----- DATA FOR THIS TASK

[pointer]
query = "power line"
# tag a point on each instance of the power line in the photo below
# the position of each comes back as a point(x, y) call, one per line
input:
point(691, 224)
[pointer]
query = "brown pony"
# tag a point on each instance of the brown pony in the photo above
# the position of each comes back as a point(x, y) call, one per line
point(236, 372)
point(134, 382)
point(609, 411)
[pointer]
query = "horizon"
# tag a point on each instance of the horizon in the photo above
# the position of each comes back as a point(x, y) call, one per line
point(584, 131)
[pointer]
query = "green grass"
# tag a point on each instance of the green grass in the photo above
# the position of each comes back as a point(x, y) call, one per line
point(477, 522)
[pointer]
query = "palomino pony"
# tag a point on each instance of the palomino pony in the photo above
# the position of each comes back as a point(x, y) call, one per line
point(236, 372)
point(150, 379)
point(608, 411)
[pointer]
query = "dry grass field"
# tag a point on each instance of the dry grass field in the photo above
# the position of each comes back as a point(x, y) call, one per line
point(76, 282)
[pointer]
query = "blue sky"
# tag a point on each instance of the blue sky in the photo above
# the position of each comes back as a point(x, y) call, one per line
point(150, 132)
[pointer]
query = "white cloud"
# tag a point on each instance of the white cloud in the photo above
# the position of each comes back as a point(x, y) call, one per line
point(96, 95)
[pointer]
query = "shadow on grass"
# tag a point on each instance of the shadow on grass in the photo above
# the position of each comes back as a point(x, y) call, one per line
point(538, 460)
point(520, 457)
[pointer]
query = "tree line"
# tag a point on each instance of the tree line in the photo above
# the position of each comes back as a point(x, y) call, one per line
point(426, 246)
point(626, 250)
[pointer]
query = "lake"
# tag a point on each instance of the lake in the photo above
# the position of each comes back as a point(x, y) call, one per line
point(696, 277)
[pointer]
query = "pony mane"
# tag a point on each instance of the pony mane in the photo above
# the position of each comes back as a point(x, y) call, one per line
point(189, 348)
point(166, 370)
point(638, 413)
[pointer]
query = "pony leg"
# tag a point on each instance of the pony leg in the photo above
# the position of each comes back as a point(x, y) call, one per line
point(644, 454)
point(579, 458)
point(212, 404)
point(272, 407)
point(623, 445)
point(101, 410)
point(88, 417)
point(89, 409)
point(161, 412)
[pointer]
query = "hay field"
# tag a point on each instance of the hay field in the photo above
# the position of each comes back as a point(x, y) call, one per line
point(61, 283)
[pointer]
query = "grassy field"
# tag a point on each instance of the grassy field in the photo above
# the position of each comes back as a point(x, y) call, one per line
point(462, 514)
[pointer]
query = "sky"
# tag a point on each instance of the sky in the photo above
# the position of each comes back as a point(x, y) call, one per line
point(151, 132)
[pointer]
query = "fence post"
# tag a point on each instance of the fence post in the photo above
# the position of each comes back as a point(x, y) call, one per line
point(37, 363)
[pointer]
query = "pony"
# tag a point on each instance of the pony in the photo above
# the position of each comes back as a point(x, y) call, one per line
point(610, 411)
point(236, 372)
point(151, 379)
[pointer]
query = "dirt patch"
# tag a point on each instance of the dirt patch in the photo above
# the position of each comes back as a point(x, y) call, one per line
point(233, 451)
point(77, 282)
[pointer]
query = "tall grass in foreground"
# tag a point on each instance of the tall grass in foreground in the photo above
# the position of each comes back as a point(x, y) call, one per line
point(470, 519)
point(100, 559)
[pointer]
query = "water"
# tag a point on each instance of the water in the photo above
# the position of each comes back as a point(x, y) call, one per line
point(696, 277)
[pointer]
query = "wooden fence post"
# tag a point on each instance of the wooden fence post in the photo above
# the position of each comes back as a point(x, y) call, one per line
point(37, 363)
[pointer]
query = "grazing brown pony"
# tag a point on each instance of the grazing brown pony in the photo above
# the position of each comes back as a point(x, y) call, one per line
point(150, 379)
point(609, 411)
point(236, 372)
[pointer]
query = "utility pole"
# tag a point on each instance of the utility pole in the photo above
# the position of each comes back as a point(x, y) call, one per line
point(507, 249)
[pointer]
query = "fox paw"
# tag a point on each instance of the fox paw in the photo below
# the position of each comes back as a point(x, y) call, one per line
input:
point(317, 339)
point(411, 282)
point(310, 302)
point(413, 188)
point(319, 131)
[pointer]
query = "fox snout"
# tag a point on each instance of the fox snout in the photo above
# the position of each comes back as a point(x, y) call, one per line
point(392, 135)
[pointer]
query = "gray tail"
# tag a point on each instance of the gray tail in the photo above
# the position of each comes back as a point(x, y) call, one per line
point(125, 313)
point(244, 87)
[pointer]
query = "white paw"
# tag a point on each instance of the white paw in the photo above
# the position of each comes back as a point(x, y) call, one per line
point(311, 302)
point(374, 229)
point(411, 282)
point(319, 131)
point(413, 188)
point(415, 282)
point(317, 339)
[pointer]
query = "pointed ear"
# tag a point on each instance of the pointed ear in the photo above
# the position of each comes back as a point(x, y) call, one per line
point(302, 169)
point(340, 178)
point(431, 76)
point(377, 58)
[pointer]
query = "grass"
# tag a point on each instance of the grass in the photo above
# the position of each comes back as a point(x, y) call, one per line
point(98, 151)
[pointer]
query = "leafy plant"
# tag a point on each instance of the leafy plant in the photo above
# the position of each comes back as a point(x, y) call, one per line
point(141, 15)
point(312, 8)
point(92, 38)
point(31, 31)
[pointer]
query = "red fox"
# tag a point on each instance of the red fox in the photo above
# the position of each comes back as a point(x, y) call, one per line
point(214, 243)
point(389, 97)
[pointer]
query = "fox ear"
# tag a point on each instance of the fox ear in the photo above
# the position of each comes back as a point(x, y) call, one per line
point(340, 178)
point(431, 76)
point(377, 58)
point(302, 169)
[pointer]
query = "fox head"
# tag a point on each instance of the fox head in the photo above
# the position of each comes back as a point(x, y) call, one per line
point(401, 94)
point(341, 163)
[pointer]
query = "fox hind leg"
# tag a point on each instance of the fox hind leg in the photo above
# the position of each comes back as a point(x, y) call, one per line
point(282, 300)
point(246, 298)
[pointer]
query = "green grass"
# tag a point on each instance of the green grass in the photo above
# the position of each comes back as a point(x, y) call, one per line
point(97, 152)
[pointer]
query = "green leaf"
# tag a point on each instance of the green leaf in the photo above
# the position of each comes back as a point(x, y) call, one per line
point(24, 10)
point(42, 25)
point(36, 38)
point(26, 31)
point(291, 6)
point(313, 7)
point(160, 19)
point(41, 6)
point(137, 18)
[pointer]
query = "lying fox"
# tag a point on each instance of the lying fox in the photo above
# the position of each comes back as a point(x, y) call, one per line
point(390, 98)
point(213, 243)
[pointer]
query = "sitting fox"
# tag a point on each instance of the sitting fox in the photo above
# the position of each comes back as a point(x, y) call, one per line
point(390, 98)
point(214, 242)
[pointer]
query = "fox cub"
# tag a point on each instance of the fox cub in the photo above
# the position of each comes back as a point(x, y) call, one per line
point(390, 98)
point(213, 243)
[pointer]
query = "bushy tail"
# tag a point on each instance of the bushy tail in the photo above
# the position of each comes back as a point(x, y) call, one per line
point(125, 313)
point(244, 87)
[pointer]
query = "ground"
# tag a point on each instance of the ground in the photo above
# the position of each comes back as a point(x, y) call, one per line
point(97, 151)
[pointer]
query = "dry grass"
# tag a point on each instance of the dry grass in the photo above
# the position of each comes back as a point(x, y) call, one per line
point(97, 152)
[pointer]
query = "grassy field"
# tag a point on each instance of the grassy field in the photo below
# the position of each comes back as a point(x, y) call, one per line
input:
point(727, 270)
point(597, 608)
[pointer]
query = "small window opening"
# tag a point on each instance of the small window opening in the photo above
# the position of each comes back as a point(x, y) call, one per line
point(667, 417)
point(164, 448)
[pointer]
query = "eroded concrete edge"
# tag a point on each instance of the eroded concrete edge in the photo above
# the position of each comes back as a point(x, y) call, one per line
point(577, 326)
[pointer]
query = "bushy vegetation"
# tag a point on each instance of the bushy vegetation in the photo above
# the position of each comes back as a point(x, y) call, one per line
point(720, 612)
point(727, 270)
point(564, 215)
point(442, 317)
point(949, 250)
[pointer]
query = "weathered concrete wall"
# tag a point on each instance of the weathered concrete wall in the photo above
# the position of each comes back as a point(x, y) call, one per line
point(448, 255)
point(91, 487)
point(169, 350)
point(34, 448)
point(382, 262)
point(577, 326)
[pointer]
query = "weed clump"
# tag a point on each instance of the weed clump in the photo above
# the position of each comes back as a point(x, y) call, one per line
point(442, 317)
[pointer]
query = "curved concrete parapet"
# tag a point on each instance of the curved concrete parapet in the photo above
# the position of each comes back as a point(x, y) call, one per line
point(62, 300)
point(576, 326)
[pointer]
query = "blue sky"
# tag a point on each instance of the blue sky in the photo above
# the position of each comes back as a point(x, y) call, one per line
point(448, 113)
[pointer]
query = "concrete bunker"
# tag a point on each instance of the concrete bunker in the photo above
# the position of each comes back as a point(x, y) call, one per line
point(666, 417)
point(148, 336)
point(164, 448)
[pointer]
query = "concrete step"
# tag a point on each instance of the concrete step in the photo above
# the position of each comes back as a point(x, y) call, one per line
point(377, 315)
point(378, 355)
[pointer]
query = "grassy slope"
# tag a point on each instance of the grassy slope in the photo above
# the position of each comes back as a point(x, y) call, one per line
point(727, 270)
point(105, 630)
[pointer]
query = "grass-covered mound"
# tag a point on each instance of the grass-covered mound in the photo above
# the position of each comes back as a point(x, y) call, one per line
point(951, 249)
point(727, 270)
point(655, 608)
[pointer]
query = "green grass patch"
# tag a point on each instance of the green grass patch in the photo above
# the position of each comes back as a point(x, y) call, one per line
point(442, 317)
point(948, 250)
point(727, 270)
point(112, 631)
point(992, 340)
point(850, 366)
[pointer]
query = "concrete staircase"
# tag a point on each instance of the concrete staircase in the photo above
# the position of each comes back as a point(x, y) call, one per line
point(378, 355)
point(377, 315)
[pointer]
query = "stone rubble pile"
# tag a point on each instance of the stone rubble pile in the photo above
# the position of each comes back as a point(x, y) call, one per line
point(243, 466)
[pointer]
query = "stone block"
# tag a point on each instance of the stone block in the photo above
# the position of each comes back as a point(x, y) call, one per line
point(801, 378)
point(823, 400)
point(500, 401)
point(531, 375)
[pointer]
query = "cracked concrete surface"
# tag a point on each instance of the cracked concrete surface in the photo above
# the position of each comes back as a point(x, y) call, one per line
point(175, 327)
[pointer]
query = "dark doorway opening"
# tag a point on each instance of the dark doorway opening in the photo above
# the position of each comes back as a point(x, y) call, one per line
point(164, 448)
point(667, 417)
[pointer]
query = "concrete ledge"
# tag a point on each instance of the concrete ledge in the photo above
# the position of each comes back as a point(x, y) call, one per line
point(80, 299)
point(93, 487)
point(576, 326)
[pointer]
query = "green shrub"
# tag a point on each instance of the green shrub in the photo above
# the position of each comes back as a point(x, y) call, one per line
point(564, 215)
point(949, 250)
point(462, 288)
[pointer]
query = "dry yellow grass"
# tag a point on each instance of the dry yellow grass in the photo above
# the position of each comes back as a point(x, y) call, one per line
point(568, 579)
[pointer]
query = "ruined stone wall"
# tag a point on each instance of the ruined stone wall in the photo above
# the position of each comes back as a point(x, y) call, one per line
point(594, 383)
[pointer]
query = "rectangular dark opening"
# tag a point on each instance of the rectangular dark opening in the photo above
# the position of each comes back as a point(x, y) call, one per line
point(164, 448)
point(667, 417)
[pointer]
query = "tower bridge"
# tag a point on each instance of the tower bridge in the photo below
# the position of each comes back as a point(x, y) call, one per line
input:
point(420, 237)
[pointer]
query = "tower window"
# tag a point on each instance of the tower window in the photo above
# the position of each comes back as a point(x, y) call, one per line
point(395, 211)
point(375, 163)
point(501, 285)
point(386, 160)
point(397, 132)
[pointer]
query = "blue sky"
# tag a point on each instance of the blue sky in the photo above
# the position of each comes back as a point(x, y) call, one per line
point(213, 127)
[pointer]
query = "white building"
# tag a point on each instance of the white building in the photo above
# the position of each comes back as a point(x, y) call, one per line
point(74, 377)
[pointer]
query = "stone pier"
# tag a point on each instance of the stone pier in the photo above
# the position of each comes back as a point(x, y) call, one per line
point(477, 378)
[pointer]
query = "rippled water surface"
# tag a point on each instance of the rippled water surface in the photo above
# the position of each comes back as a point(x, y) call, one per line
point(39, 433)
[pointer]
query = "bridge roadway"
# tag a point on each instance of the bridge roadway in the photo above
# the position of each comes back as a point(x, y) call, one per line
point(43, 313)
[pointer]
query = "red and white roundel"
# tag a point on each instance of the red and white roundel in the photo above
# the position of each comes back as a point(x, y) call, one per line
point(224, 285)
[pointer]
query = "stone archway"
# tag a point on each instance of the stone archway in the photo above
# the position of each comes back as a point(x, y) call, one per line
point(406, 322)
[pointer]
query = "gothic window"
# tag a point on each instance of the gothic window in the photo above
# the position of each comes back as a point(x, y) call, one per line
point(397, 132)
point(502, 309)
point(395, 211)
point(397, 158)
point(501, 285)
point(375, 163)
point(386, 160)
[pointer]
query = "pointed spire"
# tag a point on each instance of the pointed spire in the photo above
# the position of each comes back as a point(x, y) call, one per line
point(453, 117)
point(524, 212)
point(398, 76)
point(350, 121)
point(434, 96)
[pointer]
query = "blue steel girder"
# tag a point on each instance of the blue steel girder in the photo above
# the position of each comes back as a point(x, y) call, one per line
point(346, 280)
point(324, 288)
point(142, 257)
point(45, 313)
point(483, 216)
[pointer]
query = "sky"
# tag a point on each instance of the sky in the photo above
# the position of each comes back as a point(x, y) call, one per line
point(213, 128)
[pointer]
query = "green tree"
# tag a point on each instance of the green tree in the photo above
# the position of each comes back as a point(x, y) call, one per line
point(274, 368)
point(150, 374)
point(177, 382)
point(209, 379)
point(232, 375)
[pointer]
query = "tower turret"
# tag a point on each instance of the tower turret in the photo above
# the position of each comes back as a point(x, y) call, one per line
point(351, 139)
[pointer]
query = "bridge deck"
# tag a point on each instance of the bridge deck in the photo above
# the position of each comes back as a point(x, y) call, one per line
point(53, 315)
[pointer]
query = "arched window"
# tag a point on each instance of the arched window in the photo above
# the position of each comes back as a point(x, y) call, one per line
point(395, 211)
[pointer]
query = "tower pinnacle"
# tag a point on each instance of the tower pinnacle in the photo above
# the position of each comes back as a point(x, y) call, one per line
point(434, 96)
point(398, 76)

----------

→ AIM OF THE TASK
Copy the material above word for word, from its first line through the line holding "point(584, 131)", both included.

→ ANSWER FOR THIS EXERCISE
[pointer]
query = "power line"
# tag a point on each instance of the power line in the photo below
# the position of each comes back as a point(x, y) call, one per line
input:
point(691, 224)
[pointer]
query = "brown pony"
# tag a point on each instance of the brown pony in the photo above
# the position of each comes back as a point(x, y) call, one per line
point(236, 372)
point(134, 382)
point(609, 411)
[pointer]
query = "horizon"
# tag a point on each instance of the horizon in the photo above
# the position of each comes back as a point(x, y) call, one per line
point(584, 131)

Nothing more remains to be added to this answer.